Your objective =>
Can you put the records below, from their start through the line containing "box: [383, 185, 416, 248]", into a numbered list, skipping any blank lines and leaving out the pictures?

Task inputs =>
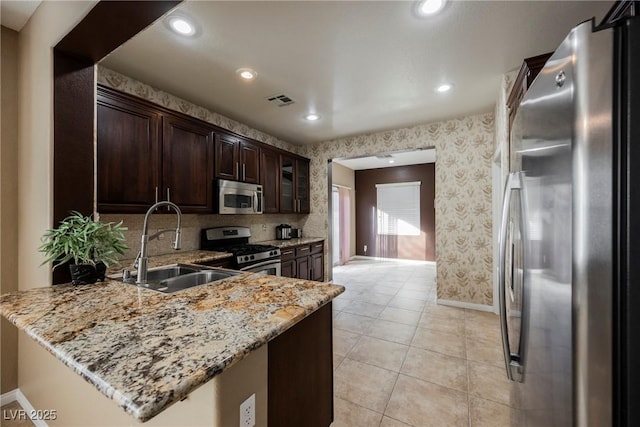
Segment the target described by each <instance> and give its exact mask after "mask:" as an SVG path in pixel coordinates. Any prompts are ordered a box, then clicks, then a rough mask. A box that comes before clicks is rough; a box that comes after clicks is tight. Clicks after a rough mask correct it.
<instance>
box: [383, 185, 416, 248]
mask: <svg viewBox="0 0 640 427" xmlns="http://www.w3.org/2000/svg"><path fill="white" fill-rule="evenodd" d="M420 184H421V182H420V181H414V182H398V183H393V184H376V190H377V203H378V210H377V216H378V218H377V221H378V228H377V232H378V234H386V235H393V236H419V235H420Z"/></svg>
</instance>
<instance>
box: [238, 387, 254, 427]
mask: <svg viewBox="0 0 640 427" xmlns="http://www.w3.org/2000/svg"><path fill="white" fill-rule="evenodd" d="M255 425H256V394H255V393H254V394H252V395H251V396H249V398H248V399H247V400H245V401H244V402H242V405H240V427H253V426H255Z"/></svg>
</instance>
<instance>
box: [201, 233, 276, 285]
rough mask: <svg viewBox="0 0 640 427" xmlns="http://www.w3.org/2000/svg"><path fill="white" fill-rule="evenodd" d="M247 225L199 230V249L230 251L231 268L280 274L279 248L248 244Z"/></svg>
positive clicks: (214, 250) (262, 272)
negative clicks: (232, 261) (230, 259)
mask: <svg viewBox="0 0 640 427" xmlns="http://www.w3.org/2000/svg"><path fill="white" fill-rule="evenodd" d="M249 237H251V231H250V230H249V229H248V228H247V227H215V228H204V229H202V230H201V231H200V249H202V250H205V251H218V252H231V253H232V254H233V268H234V269H236V270H242V271H251V272H254V273H265V274H271V275H274V276H280V249H279V248H278V247H276V246H272V245H255V244H249Z"/></svg>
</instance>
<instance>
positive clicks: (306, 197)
mask: <svg viewBox="0 0 640 427" xmlns="http://www.w3.org/2000/svg"><path fill="white" fill-rule="evenodd" d="M295 180H296V194H295V196H296V202H297V206H295V209H294V210H295V211H296V212H302V213H308V212H309V207H310V197H309V162H307V161H305V160H296V169H295Z"/></svg>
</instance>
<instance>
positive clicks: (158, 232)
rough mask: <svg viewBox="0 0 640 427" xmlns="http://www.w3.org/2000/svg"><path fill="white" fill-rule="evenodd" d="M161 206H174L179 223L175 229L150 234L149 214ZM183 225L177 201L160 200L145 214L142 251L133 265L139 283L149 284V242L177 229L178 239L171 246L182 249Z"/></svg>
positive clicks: (152, 212) (138, 254)
mask: <svg viewBox="0 0 640 427" xmlns="http://www.w3.org/2000/svg"><path fill="white" fill-rule="evenodd" d="M161 206H169V207H172V208H173V210H174V211H176V214H177V215H178V225H177V227H176V229H175V230H172V229H167V230H160V231H158V232H157V233H155V234H152V235H151V236H149V234H148V232H149V231H148V230H149V216H150V215H151V214H152V213H153V211H155V210H156V209H157V208H159V207H161ZM181 225H182V211H181V210H180V208H179V207H178V205H176V204H175V203H172V202H168V201H163V202H158V203H156V204H155V205H153V206H151V207H150V208H149V210H148V211H147V213H146V215H145V216H144V225H143V226H142V241H141V244H140V252H139V253H138V256H137V257H136V260H135V262H134V263H133V267H134V268H136V269H138V276H137V279H136V284H137V285H146V284H147V269H148V267H147V264H148V261H149V258H148V257H147V244H148V243H149V242H150V241H152V240H153V239H157V238H158V237H160V235H162V234H164V233H168V232H173V231H175V233H176V240H175V241H174V242H173V243H172V244H171V247H172V248H173V249H175V250H178V249H180V240H181V239H180V233H181Z"/></svg>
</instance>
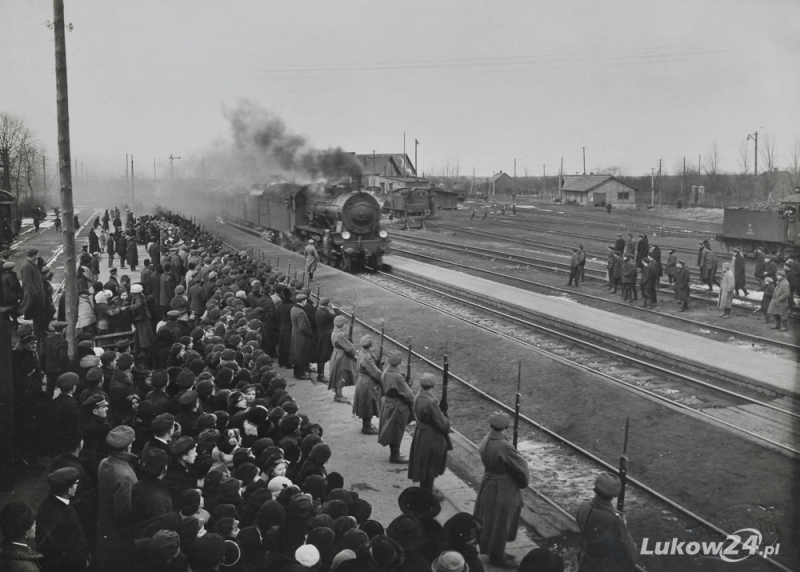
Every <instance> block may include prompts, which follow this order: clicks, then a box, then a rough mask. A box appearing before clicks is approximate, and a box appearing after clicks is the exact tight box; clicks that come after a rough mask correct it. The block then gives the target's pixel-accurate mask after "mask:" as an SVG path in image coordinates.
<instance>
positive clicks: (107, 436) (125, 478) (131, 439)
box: [95, 425, 137, 572]
mask: <svg viewBox="0 0 800 572" xmlns="http://www.w3.org/2000/svg"><path fill="white" fill-rule="evenodd" d="M135 438H136V433H135V432H134V430H133V429H131V428H130V427H127V426H125V425H119V426H117V427H114V428H113V429H112V430H111V431H110V432H109V433H108V435H106V446H107V447H108V451H109V454H108V457H106V458H105V459H103V460H102V461H100V465H99V467H98V469H97V490H98V498H99V508H98V516H97V554H96V562H95V564H96V567H95V568H96V570H119V571H122V572H125V571H128V570H130V569H131V563H130V558H128V555H129V554H130V552H131V550H132V548H133V534H132V531H131V530H130V527H131V525H132V524H133V513H132V509H131V491H132V490H133V485H134V484H136V482H137V478H136V473H135V471H134V466H135V465H136V460H137V459H136V456H135V455H133V454H132V453H131V447H132V445H133V441H134V439H135Z"/></svg>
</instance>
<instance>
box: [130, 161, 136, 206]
mask: <svg viewBox="0 0 800 572" xmlns="http://www.w3.org/2000/svg"><path fill="white" fill-rule="evenodd" d="M134 202H136V177H134V175H133V155H131V208H133V203H134Z"/></svg>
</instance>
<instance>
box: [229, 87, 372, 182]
mask: <svg viewBox="0 0 800 572" xmlns="http://www.w3.org/2000/svg"><path fill="white" fill-rule="evenodd" d="M225 117H226V118H227V119H228V120H229V121H230V124H231V130H232V135H233V144H234V154H235V155H237V159H239V160H240V161H243V162H244V163H245V164H246V165H247V166H249V167H250V168H249V169H248V170H252V171H255V172H254V173H253V174H254V175H260V178H262V179H263V175H264V174H269V175H271V176H272V177H275V176H281V175H283V176H285V177H287V178H290V179H294V180H298V179H310V180H313V179H319V178H325V179H328V180H331V181H334V180H338V179H341V178H343V177H358V176H360V175H361V171H362V168H361V164H360V163H359V162H358V160H357V159H356V158H355V156H354V155H352V154H351V153H347V152H345V151H343V150H342V149H340V148H338V147H337V148H335V149H327V150H319V149H313V148H310V147H309V146H308V143H307V142H306V140H305V138H304V137H302V136H301V135H297V134H295V133H292V132H291V131H289V130H288V129H287V127H286V124H285V123H284V122H283V120H282V119H281V118H280V117H278V116H277V115H275V114H274V113H272V112H270V111H268V110H266V109H264V108H263V107H261V106H259V105H257V104H254V103H252V102H250V101H240V102H239V103H238V105H237V106H236V107H234V108H232V109H226V110H225ZM253 182H259V181H253Z"/></svg>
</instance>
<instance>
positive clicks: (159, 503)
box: [131, 448, 172, 531]
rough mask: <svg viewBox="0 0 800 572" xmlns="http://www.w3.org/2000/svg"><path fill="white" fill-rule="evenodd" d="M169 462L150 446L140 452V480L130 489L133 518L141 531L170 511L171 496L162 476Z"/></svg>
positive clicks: (163, 474) (165, 472)
mask: <svg viewBox="0 0 800 572" xmlns="http://www.w3.org/2000/svg"><path fill="white" fill-rule="evenodd" d="M168 464H169V457H168V455H167V454H166V453H165V452H164V451H163V450H161V449H156V448H152V449H149V450H148V451H145V452H143V453H142V460H141V463H140V464H139V470H140V472H141V475H142V480H140V481H139V482H137V483H136V484H135V485H133V488H132V489H131V509H132V511H133V520H134V522H135V523H136V524H137V525H139V528H140V530H141V531H144V529H145V528H146V527H147V526H148V525H149V524H150V523H151V522H152V521H153V520H155V519H157V518H159V517H162V516H164V515H165V514H169V513H171V512H172V497H171V495H170V494H169V490H168V488H167V483H165V482H164V480H163V479H164V477H165V476H166V474H167V465H168Z"/></svg>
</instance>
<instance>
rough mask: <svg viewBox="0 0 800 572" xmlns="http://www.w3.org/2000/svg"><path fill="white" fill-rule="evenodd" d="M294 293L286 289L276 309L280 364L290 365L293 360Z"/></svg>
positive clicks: (278, 359)
mask: <svg viewBox="0 0 800 572" xmlns="http://www.w3.org/2000/svg"><path fill="white" fill-rule="evenodd" d="M292 308H294V302H292V294H291V292H290V291H289V290H284V291H283V293H282V294H281V303H280V304H278V308H277V310H276V312H277V314H278V324H279V330H280V338H279V339H278V365H279V366H281V367H290V366H291V364H292V362H291V360H290V355H291V352H292Z"/></svg>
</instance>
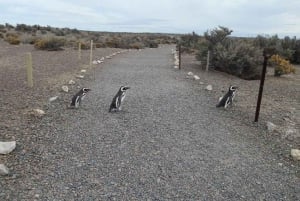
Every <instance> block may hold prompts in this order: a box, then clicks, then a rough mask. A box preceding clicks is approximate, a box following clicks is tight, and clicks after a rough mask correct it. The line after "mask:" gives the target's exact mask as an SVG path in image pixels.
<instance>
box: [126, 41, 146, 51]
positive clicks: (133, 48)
mask: <svg viewBox="0 0 300 201" xmlns="http://www.w3.org/2000/svg"><path fill="white" fill-rule="evenodd" d="M144 47H145V46H144V44H143V43H141V42H135V43H132V44H130V45H129V48H130V49H143V48H144Z"/></svg>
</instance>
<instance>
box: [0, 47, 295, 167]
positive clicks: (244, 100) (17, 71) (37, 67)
mask: <svg viewBox="0 0 300 201" xmlns="http://www.w3.org/2000/svg"><path fill="white" fill-rule="evenodd" d="M116 51H119V50H118V49H111V48H105V49H101V48H100V49H96V50H95V51H94V58H95V59H100V58H101V57H105V56H107V55H110V54H112V53H113V52H116ZM27 52H31V53H32V58H33V69H34V72H33V75H34V87H33V88H29V87H28V86H27V81H26V69H25V54H26V53H27ZM88 63H89V51H82V58H81V60H79V59H78V52H77V51H76V50H73V49H66V50H64V51H53V52H48V51H40V50H35V49H34V47H33V46H32V45H18V46H12V45H9V44H7V43H5V42H3V41H0V70H1V73H0V76H1V79H0V85H1V88H0V90H1V96H0V114H1V115H0V140H1V141H7V140H18V141H22V142H24V143H29V144H30V143H31V138H30V135H29V134H30V131H31V130H32V129H34V128H35V125H34V121H32V117H31V116H30V115H28V111H30V110H31V109H34V108H41V109H46V108H47V105H48V99H49V98H50V97H52V96H59V97H60V98H64V99H66V104H67V101H68V100H69V99H70V96H71V95H70V94H65V93H64V92H62V90H61V86H62V85H67V84H68V81H69V80H70V79H73V80H74V81H75V82H76V84H75V85H72V86H71V85H69V87H70V88H71V89H72V88H73V89H76V88H79V87H82V82H84V81H83V80H80V79H78V78H76V77H75V76H76V75H78V74H80V70H81V69H84V68H89V66H88ZM189 71H192V72H193V73H195V74H197V75H198V76H199V77H200V82H203V84H202V85H201V84H199V87H205V86H206V85H207V84H211V85H212V86H213V91H211V92H210V93H209V94H208V95H209V96H212V97H214V98H215V100H216V101H217V100H218V97H220V96H221V95H222V94H224V92H226V90H227V88H228V86H229V85H230V84H233V85H237V86H238V87H239V91H238V95H237V98H236V100H237V102H236V104H235V106H234V107H232V108H231V109H230V110H232V111H238V112H239V114H240V115H241V116H240V117H239V118H240V120H241V121H240V122H236V123H237V124H241V123H246V124H252V123H253V120H254V113H255V106H256V99H257V94H258V88H259V81H258V80H255V81H246V80H242V79H239V78H236V77H234V76H230V75H227V74H225V73H221V72H214V71H210V72H205V71H204V70H203V69H202V67H201V65H200V64H199V62H198V61H196V60H195V59H194V57H193V56H192V55H186V54H184V55H182V72H184V73H187V72H189ZM299 72H300V68H299V67H297V72H296V74H291V75H286V76H282V77H279V78H275V77H274V76H273V75H272V69H269V70H268V75H267V77H266V82H265V88H264V95H263V100H262V105H261V114H260V119H259V121H260V123H261V124H263V125H265V122H267V121H271V122H273V123H275V124H276V125H278V126H280V129H278V131H275V132H273V133H271V134H270V135H269V136H268V137H270V139H273V140H275V141H278V142H279V143H282V144H284V147H285V150H289V149H290V148H299V147H300V134H299V129H300V128H299V125H300V124H299V123H300V114H299V111H300V108H299V100H300V73H299ZM187 79H191V78H188V77H187ZM192 81H193V82H198V81H194V80H192V79H191V82H192ZM197 84H198V83H197ZM286 146H287V147H286ZM286 153H287V152H286ZM285 157H286V155H285ZM287 157H288V156H287ZM5 159H6V158H5V157H4V156H1V157H0V163H2V162H3V161H4V162H5Z"/></svg>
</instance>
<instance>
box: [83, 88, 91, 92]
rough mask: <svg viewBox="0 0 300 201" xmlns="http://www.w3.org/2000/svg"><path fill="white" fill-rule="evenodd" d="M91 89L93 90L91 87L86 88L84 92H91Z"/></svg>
mask: <svg viewBox="0 0 300 201" xmlns="http://www.w3.org/2000/svg"><path fill="white" fill-rule="evenodd" d="M89 91H92V90H91V89H89V88H84V92H89Z"/></svg>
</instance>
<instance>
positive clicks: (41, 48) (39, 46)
mask: <svg viewBox="0 0 300 201" xmlns="http://www.w3.org/2000/svg"><path fill="white" fill-rule="evenodd" d="M64 44H65V40H63V39H58V38H51V39H49V40H47V39H40V40H37V41H36V42H35V43H34V47H35V48H36V49H40V50H48V51H57V50H63V48H62V47H63V46H64Z"/></svg>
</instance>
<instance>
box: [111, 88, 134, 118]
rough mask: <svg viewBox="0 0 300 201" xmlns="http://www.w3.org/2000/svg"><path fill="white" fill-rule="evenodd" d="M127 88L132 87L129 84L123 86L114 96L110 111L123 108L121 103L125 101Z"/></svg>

Answer area =>
1. Segment the target described by each <instance> and give its exact mask after "mask:" as an SVG path in pixel coordinates. Any prompts are ordered a box, then clicks, then a rough mask. A box that comes before clicks is rough; a box that comes after clicks is tight. Clicks after a rough mask correct it.
2. <instance>
3. box: [383, 185, 416, 248]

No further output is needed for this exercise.